* **THE EXERCISE**: Print the entries that appear below, exactly as written and without their pictures.

* **EXERCISE INPUT**:
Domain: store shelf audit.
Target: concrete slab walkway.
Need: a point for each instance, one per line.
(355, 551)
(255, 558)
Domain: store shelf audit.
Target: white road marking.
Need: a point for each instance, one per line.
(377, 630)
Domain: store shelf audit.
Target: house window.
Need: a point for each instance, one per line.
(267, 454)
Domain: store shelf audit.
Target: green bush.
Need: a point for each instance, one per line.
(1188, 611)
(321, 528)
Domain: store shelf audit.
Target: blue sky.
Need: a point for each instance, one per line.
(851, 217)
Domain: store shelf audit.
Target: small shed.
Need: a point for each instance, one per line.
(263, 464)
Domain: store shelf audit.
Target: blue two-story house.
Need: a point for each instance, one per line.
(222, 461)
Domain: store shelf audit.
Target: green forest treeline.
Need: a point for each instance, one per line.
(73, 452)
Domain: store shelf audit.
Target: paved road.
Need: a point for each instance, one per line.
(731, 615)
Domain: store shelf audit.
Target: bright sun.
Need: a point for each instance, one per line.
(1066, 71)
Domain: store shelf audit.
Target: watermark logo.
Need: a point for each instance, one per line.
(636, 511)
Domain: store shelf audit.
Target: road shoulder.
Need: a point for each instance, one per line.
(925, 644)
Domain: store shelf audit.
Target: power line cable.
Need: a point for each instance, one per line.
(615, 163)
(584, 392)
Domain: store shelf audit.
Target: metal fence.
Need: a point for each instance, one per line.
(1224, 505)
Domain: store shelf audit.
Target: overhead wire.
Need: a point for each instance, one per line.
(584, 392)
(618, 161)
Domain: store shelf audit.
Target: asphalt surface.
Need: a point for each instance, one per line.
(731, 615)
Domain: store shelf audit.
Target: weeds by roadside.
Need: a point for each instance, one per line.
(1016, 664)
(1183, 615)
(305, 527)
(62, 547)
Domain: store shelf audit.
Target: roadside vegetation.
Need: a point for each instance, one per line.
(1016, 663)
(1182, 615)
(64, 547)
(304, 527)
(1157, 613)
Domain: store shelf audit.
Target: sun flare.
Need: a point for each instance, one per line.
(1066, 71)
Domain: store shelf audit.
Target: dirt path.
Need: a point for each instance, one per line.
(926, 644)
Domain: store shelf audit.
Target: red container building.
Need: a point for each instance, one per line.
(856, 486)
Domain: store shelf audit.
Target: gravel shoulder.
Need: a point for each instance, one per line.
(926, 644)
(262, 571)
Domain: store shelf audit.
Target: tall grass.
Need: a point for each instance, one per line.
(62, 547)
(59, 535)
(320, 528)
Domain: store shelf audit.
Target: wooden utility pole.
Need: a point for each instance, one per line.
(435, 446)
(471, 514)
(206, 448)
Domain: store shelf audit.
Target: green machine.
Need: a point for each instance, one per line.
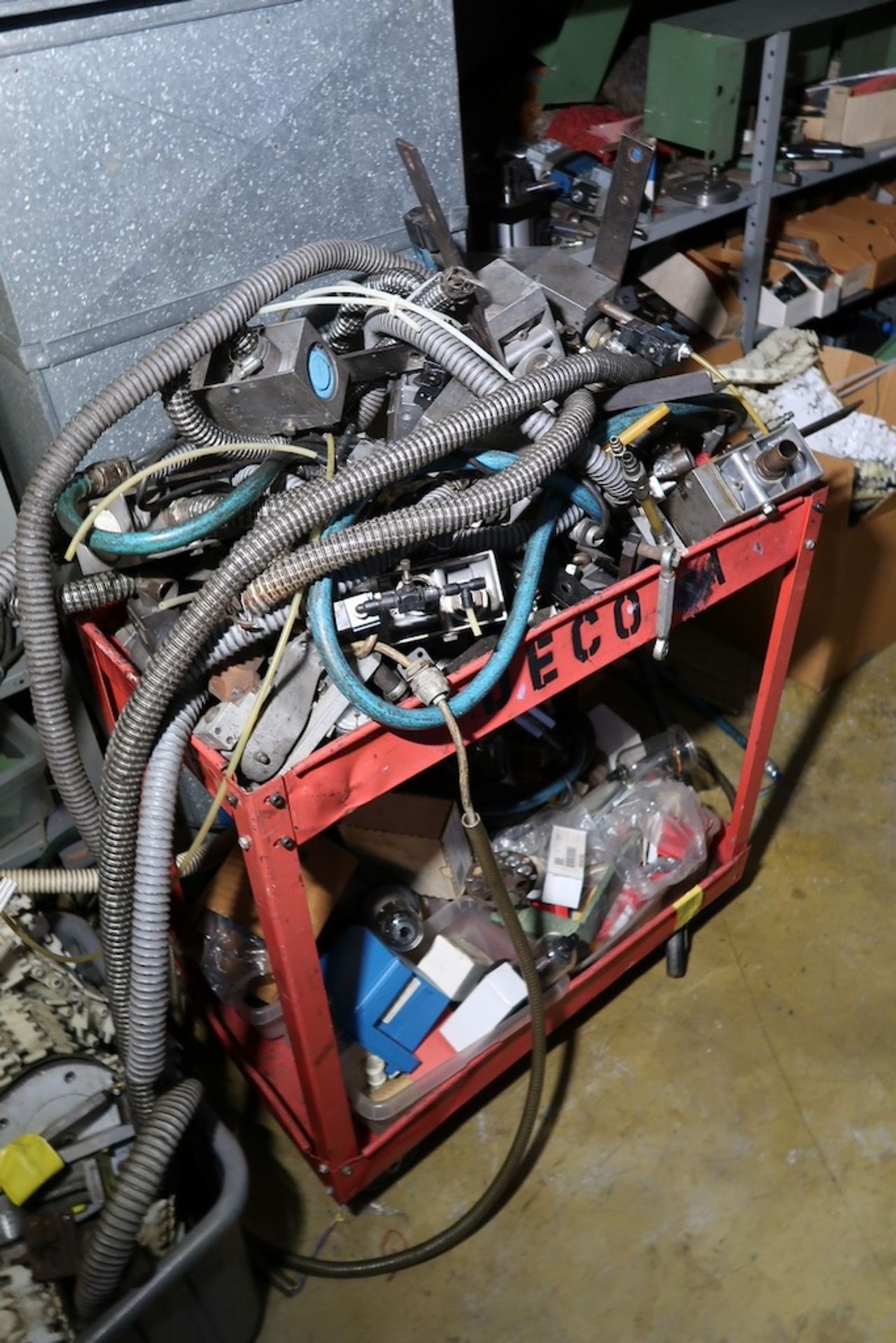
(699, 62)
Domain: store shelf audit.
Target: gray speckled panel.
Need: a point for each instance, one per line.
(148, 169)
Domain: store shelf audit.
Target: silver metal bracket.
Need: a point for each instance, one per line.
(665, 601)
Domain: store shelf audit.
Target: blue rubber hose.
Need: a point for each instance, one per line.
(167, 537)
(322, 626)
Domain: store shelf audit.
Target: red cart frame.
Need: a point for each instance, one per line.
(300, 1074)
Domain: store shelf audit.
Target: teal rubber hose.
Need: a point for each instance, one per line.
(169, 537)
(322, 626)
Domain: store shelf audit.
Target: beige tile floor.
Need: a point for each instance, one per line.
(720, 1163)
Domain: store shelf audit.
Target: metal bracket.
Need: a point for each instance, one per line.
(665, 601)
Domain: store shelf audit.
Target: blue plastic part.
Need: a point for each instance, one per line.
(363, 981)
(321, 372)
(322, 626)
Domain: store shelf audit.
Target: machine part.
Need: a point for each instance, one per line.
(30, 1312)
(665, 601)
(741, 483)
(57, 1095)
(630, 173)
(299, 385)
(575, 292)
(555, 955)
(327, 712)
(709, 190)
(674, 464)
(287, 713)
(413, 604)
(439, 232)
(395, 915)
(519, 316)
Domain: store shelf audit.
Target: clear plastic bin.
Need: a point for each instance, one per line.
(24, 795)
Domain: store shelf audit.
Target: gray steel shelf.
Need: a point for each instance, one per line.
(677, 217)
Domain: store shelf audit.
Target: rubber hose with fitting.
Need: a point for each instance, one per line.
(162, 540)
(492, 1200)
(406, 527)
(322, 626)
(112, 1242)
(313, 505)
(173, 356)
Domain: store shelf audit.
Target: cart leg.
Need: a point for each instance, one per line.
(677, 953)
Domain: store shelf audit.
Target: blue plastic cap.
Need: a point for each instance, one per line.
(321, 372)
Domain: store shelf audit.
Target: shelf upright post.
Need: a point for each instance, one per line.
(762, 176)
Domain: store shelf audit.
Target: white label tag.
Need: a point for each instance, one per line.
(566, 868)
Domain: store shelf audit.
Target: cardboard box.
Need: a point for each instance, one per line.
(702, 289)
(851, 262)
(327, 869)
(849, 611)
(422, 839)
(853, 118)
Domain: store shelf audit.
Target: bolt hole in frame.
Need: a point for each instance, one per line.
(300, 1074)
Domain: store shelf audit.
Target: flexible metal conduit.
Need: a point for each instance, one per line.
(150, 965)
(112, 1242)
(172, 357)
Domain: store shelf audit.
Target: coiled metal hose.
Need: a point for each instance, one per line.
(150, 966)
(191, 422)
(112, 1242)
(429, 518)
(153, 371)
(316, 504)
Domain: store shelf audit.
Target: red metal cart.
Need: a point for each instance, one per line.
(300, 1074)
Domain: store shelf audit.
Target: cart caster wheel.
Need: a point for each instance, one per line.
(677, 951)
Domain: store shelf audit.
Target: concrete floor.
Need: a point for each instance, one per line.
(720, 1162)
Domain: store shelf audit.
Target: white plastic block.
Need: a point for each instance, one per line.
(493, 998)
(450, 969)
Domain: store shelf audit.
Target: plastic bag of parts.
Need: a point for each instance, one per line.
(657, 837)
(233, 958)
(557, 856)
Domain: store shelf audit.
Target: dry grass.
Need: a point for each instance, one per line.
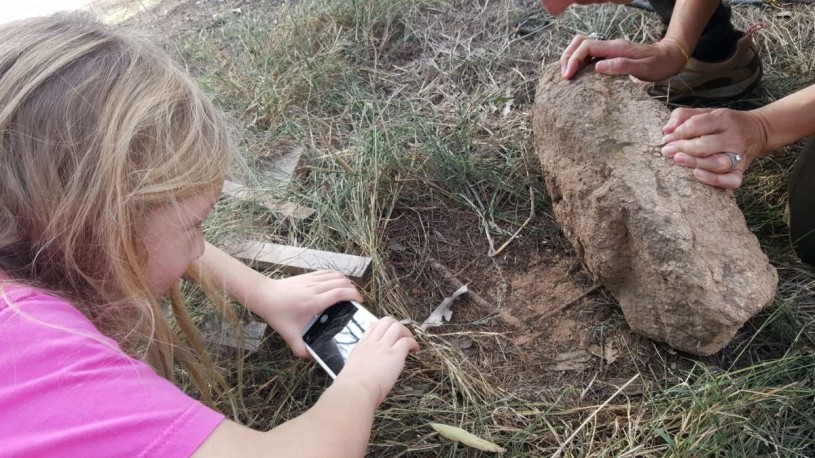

* **RESULT OF THE EXERCISE**:
Domain: store shelf audit.
Target: concrete slab walkway.
Need: a point for each instance, one per line.
(355, 551)
(255, 558)
Domain: store shelf audit.
Target: white road marking.
Need: a point for each instance, one per line.
(377, 630)
Domain: store shelf audit.
Target: house window.
Need: a point for each instance, one per line.
(267, 454)
Domain: store shelf audit.
Target: green bush.
Need: a point for each instance, one per line.
(1188, 611)
(321, 528)
Domain: store shelf audit.
Target: blue sky.
Need: a point for each instance, one per line.
(851, 217)
Domain: store shelf audit.
Target: small shed.
Need: a point for each instance, one per line.
(263, 464)
Domain: store shelf audit.
Target: blue two-story house.
Need: a point for each instance, one per line.
(222, 461)
Domain: store shelf audit.
Target: green forest treeline.
Need: a point for each instance, one per line.
(73, 452)
Domain: store shelf audit.
Target: paved road.
Need: a point for each instance, one per line.
(731, 615)
Domain: store shelf audit.
Target: bright sun.
Need: a point for each instance, one per line.
(1066, 71)
Domain: store shelf audit.
Target: watermark logo.
Need: a point for each instance, one per line.
(636, 511)
Domain: store shelf audit.
Target: road shoulder.
Need: a point for each instance, one per line.
(925, 644)
Domain: store shelf audit.
Target: power line cable.
Need: a point for each instance, one per line.
(615, 163)
(584, 392)
Domain: store shelf audit.
Target: metal fence.
Need: a point for each instance, one per line.
(1224, 505)
Domain: store shelf audit.
Target: overhead wire.
Need: a point for each instance, one per line.
(584, 392)
(618, 161)
Domain: store shelf audit.
Target: asphalt surface.
Need: a point for each instance, one per line.
(731, 615)
Domain: store shelf audit.
Target: weeds by roadside.
Need: a point for each instance, one per line.
(1016, 664)
(1183, 615)
(305, 527)
(62, 547)
Domain: store shelf audit.
Target: roadside vegetation.
Need: a point for each instance, one per line.
(1016, 663)
(1182, 615)
(64, 547)
(304, 527)
(1157, 613)
Domain: store shelf audit.
Target: sun flare.
Need: a point for each instance, one per line.
(1066, 71)
Domain: store shelf audit.
Target: dirt path.
Need: a point for each instance, one per line.
(926, 644)
Domain: store shelf audit.
Target: red container building.
Need: a point for each instance, one per line.
(856, 486)
Domain: store shelf audit.
Target: gravel shoulder.
Need: a point for each instance, one per line.
(926, 644)
(262, 571)
Domain: store shelf audit.
Target: tall grass.
Need: a point for each instance, one per line.
(62, 547)
(59, 535)
(320, 528)
Domain: store shelf audit.
Target: wooden utility pole.
Need: a point for each instance, one per line.
(435, 446)
(471, 514)
(206, 448)
Domain: store shelf audit.
Target: green machine.
Need: a point for each instance, one per line.
(699, 62)
Domain: store shelf audit.
Target: gray speckled panel.
Need: a point for each instance, one per line.
(148, 169)
Domain: store shelf audit.
Target: silver metal bracket.
Need: a point for each instance, one per line.
(665, 601)
Domain: store shelf audit.
Target: blue rubber hose.
Need: a point for each instance, one per line.
(167, 537)
(322, 626)
Domain: store shelf audit.
Target: red cart frame.
Need: a point for each instance, one per line.
(300, 1074)
Domain: store shelf audit.
Target: teal rubber hose.
Need: a point for each instance, one per line.
(169, 537)
(322, 626)
Domain: store shelf audit.
Target: beige tile floor.
Need: a point for each instance, one per line.
(720, 1163)
Domain: store shelf audit.
Target: metal bracket.
Need: a point for each instance, one per line.
(665, 601)
Domain: store shelf audit.
Target: blue plastic part.
Need: a point for each instance, one per line.
(363, 981)
(321, 372)
(322, 626)
Domain: store shelf audit.
Target: machine part.
Need: a point for each instance, one per line.
(30, 1312)
(665, 601)
(741, 483)
(57, 1095)
(630, 173)
(299, 385)
(575, 292)
(555, 955)
(327, 712)
(709, 190)
(674, 464)
(287, 713)
(413, 604)
(439, 232)
(395, 915)
(519, 316)
Domain: store shelf audit.
Target: clear plastic bin.
Need: a point for each instance, one per line.
(24, 795)
Domain: store shelf audit.
Target: gray steel shelf.
Need: a point for each instance, one per line.
(677, 217)
Domain: store shelf audit.
Target: rubber hose with fitting.
Need: a point for each instance, one per line.
(162, 540)
(492, 1200)
(406, 527)
(322, 626)
(112, 1242)
(313, 505)
(173, 356)
Domain: store shelf audit.
Target: cart leg.
Need: a point for each instance, one per line.
(677, 953)
Domain: store shelf audit.
Target: blue plastic cap.
Need: a point for each instance, one per line.
(321, 372)
Domain: store shelf audit.
Target: shelf upright post.
Need: a point for each instance, one per line.
(762, 176)
Domain: store shelf audit.
Target: white label tag.
Need: a point for each instance, one per line.
(566, 868)
Domain: store shelf audit.
Target: cardboard box.
Need: a point for each instance, one per line.
(702, 289)
(851, 262)
(327, 869)
(849, 611)
(422, 839)
(853, 118)
Domain: store shelf audit.
Target: bolt hole in frame.
Need: a point for each instance, one per line.
(300, 1074)
Domain: store shelf audit.
Target: flexible metal conduit.
Need: a point for each instance, one per line.
(150, 965)
(112, 1242)
(172, 357)
Domain: store shelf audit.
Target: coiled metal hose.
Need: a point for each instance, one per line.
(150, 966)
(191, 422)
(112, 1242)
(429, 518)
(153, 371)
(316, 504)
Domain: store shelf audit.
Target: red metal cart.
Need: a point for each instance, one per line.
(300, 1074)
Domain: store shelf audit.
Target: cart caster wheel.
Need: a point for each instance, one per line.
(677, 951)
Domain: store shelf audit.
Target: concrete floor.
Need: a point for each instance, one per line.
(720, 1162)
Domain: store shelf audit.
Target: white plastic block.
Need: a point for each instance, one per line.
(493, 998)
(450, 969)
Domain: store shelf audit.
Target: plastic bag of parts.
Need: a point for each instance, one per line.
(657, 837)
(233, 958)
(557, 856)
Domain: store shelf audit.
Target: dry grass.
Need: a point for each instance, one per line.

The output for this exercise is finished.